▸ Arbeitsauftrag: Führen Sie den Text zur Umsatzsteuerbefreiung einer Supervisorin im Anschluss an seinen letzten Satz fort.

▸ Textauszug:
....

Leitsatz
Die Umsätze einer freiberuflich tätigen Supervisorin sind nicht nach § 4 Nr. 21 Buchst. a Doppelbuchst. bb UStG steuerfrei, wenn die Bescheinigung der zuständigen Bezirksregierung unzureichend ist
Sachverhalt
Die Klägerin ist Diplom-Psychologin und erklärte für die Streitjahre 2002 bis 2005 Umsätze als freiberufliche Supervisorin. Mit Datum v. 13.11.2000 hatte ihr die Bezirksregierung A auf Widerruf eine "Bescheinigung nach § 4 Nr. 21 Buchst. a Doppelbuchst. bb UStG" erteilt, in der insbesondere Folgendes bescheinigt wurde: "Ihrer Einrichtung" werde bescheinigt, dass folgende berufliche Bildungsmaßnahme/n i. S. des § 4 Nr. 21 Buchst. a Doppelbuchst. bb UStG ordnungsgemäß durchgeführt wird/werden: Supervision, personenzentrierte Gesprächsführung, Weiterbildung zur Eltern-Kind-Kursleiterin, berufsbegleitender Unterricht für Erzieherinnen”.
Nach einer durchgeführten Umsatzsteuersonderprüfung versagte das Finanzamt die Steuerbefreiung für die Umsätze der Klägerin. Es verwies darauf, dass solche Leistungen, die nicht als Unterrichtstätigkeiten nach festliegendem Lehrprogramm und Lehrplänen unmittelbar Ausbildungs- und Fortbildungszwecken gedient hätten, nicht nach § 4 Nr. 21 Buchst. a Doppelbuchst. bb UStG steuerfrei seien. Einzelne Vorträge oder Vortragsreihen fielen nicht unter die Steuerbefreiung.
Entscheidung
Die dagegen erhobene Klage wurde als unbegründet zurückgewiesen. Nach § 4 Nr. 21 Buchst. a Doppelbuchst. bb UStG sind die unmittelbar dem Schul- und Bildungszweck dienenden Leistungen privater Schulen und anderer allgemeinbildender oder berufsbildender Einrichtungen steuerfrei, wenn die zuständige Landesbehörde bescheinigt, dass sie auf einen Beruf oder eine vor einer juristischen Person des öffentlichen Rechts abzulegenden Prüfung ordnungsgemäß vorbereiten. Zur Ordnungsgemäßheit einer solchen Bescheinigung ist es erforderlich, dass darin entsprechend dem Gesetzeswortlaut bescheinigt ist, dass auf einen Beruf oder eine vor einer juristischen Person des öffentlichen Rechts abzulegenden Prüfung ordnungsgemäß vorbereitet wird. Der Klägerin wurde jedoch lediglich bescheinigt, dass von ihr "berufliche Bildungsmaßnahmen i. S. des § 4 Nr. 21 Buchst. a Doppelbuchst. bb UStG ordnungsgemäß durchgeführt" werden. Dies genügt nach der neueren BFH-Rechtsprechung ausdrücklich nicht (BFH, Urteil v. 17.4.2008, V R 58/05). Andere Steuerbefreiungen, auch unter Bezugnahme auf höherrangiges Gemeinschaftsrecht, kommen nicht in Betracht.

....

▸ Daten:
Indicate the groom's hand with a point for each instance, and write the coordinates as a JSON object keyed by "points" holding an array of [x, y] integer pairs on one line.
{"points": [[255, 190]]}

....

▸ Ergebnis:
Hinweis
Mit Urteil v. 17.4.2008, V R 58/05 hatte der BFH entschieden, dass die Durchführung von eintägigen Fortbildungsseminaren in der Bundessteuerberaterkammer für Steuerberater durch einen selbständigen Referenten gegen Entgelt umsatzsteuerpflichtig ist. Auch im damaligen Fall lag offenbar eine vergleichbar unzureichende Bescheinigung vor. Im hier zu besprechenden Fall waren nach Ansicht des Finanzgerichtes auch nicht die Voraussetzungen des Artikel 13 Teil A Abs. 1 Buchst. i der 6. EG-Richtlinie gegeben. Zwar kann der Begriff der Einrichtung i. S. der Bestimmung nicht nur juristische Personen, sondern auch natürliche Personen erfassen, da der Grundsatz der steuerlichen Neutralität es verbietet, Wirtschaftsteilnehmer, die die gleichen Umsätze bewirken, bei deren Besteuerung unterschiedlich zu behandeln. Für diese Anerkennung als Einrichtung reicht in Deutschland eine ordnungsgemäße Bescheinigung i. S. des § 4 Nr. 21 Buchst. a Doppelbuchst. bb UStG aus. Weil die dem Kläger vorliegende Bescheinigung allerdings unzureichend war, konnte er auch nicht als "andere Einrichtung" anerkannt werden.
Ebenso kommt die Steuerbefreiung aus Artikel 13 Teil A Abs. 1 Buchst. j der 6. EG-Richtlinie nicht in Betracht, die Schul- und Hochschulunterricht befreit. Zum einen richten sich die Leistungen weder an Schüler oder Hochschüler, sondern an Arbeitnehmer, die die Supervision zu ihrer Fortbildung besuchten, zum anderen handelte es sich nicht um einen in einem Lehr- oder Studienplan eingebetteten Unterricht, was jedoch für die Steuerbefreiung erforderlich wäre.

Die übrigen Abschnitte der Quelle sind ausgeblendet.